:: Exercise data ::
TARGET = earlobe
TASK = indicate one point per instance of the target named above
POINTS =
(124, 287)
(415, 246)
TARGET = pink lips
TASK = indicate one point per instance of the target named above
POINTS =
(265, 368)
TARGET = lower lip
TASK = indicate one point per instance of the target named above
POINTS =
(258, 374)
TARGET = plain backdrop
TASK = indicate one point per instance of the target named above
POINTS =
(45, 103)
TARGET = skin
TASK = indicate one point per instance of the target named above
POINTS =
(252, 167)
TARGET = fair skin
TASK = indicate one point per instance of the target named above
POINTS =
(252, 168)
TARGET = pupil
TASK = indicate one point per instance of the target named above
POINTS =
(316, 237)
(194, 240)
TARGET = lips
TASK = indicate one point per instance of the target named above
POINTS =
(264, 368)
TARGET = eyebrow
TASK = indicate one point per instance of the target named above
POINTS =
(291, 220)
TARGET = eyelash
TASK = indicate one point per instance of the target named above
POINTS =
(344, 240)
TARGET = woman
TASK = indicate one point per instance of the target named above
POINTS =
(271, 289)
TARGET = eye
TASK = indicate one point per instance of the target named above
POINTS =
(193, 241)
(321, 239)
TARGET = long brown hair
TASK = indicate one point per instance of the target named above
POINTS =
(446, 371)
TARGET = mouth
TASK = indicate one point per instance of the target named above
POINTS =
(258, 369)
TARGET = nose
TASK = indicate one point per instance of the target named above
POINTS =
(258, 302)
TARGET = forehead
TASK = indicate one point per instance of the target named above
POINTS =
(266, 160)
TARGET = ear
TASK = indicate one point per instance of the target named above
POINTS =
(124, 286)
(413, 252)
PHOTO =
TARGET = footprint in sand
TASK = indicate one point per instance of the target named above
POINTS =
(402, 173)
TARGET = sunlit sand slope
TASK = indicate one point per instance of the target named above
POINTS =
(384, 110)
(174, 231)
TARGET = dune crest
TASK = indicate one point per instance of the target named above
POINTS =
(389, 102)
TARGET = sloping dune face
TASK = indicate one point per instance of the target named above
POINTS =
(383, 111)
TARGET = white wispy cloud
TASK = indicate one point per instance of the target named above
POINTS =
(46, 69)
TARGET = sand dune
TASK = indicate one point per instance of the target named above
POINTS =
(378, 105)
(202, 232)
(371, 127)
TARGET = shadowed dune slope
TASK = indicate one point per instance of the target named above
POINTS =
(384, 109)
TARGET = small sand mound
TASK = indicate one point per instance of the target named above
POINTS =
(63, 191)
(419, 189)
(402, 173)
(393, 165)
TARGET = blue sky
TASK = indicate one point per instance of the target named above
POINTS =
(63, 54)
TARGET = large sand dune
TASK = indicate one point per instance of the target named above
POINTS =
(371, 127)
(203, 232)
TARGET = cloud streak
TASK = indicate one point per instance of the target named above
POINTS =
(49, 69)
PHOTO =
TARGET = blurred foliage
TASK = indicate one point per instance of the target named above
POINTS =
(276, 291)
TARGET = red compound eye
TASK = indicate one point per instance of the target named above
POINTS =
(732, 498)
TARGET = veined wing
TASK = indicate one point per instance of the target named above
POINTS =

:: Exercise ::
Down to the last character, restate every record.

:: Your response ::
TARGET = earlobe
TASK = indicate one point per instance of the target named above
POINTS =
(124, 287)
(415, 246)
TARGET = pink lips
TASK = indicate one point per instance of the target named above
POINTS =
(265, 368)
TARGET = lower lip
TASK = indicate one point per instance of the target named above
POINTS =
(258, 374)
TARGET = plain backdrop
TASK = indicate one point per instance of the target named above
POINTS =
(45, 103)
TARGET = skin
TASK = indicate one point per instance of the target named above
POINTS =
(252, 167)
TARGET = fair skin
TASK = indicate one point per instance of the target named above
POINTS =
(252, 168)
TARGET = pupil
TASK = indicate one point per instance of the target named above
POINTS =
(316, 237)
(194, 240)
TARGET = lips
TASK = indicate one point per instance of the target named above
POINTS =
(264, 368)
TARGET = eyebrow
TASK = indicate one point per instance of the target named above
POINTS =
(291, 220)
TARGET = eyelash
TASK = indicate one point per instance of the target named above
POINTS =
(344, 240)
TARGET = woman
TASK = indicate one point per instance of the target named above
POINTS =
(271, 289)
TARGET = eye
TASK = indicate one point per instance of the target named above
POINTS =
(193, 241)
(321, 239)
TARGET = long brown hair
TASK = indicate one point per instance of the target named above
POINTS =
(446, 371)
TARGET = mouth
TASK = indicate one point per instance of the target named above
POINTS =
(258, 369)
TARGET = nose
TASK = indicate one point per instance of the target named above
POINTS =
(258, 302)
TARGET = forehead
TASK = indicate one point per instance of the target named above
POINTS =
(266, 160)
TARGET = ear
TASK = indicate one point per instance of the target named above
POINTS =
(124, 286)
(413, 252)
PHOTO =
TARGET = footprint in sand
TASK = indicate one point per instance of the target named above
POINTS =
(402, 173)
TARGET = sunlit sand slope
TASK = indicate one point per instance of the target named above
POINTS =
(384, 110)
(174, 231)
TARGET = dune crest
TASK = indicate one point per instance of the target named above
POINTS =
(389, 102)
TARGET = sloping dune face
TASK = indicate one point per instance of the target named above
POINTS =
(383, 111)
TARGET = white wispy cloud
TASK = indicate one point per instance of the target named above
POINTS =
(46, 69)
TARGET = sand dune
TASK = indicate one point per instance of the target named above
POINTS =
(378, 105)
(202, 232)
(371, 127)
TARGET = shadowed dune slope
TASK = indicate one point per instance of the target named above
POINTS =
(384, 109)
TARGET = small sand mound
TASK = indicate one point per instance of the target named above
POINTS =
(63, 191)
(419, 189)
(402, 173)
(393, 165)
TARGET = blue sky
TASK = indicate one point per instance of the target named above
POINTS =
(63, 54)
TARGET = large sand dune
TASK = indicate one point per instance of the target named above
POINTS =
(371, 127)
(203, 232)
TARGET = cloud streak
TASK = indicate one point per instance of the target named above
POINTS =
(49, 69)
PHOTO =
TARGET = blurred foliage
TASK = indicate one point per instance of the target named above
POINTS =
(276, 291)
TARGET = red compound eye
TASK = indicate one point per instance of the target named above
POINTS =
(732, 498)
TARGET = veined wing
TASK = indicate one point per instance of the target named above
POINTS =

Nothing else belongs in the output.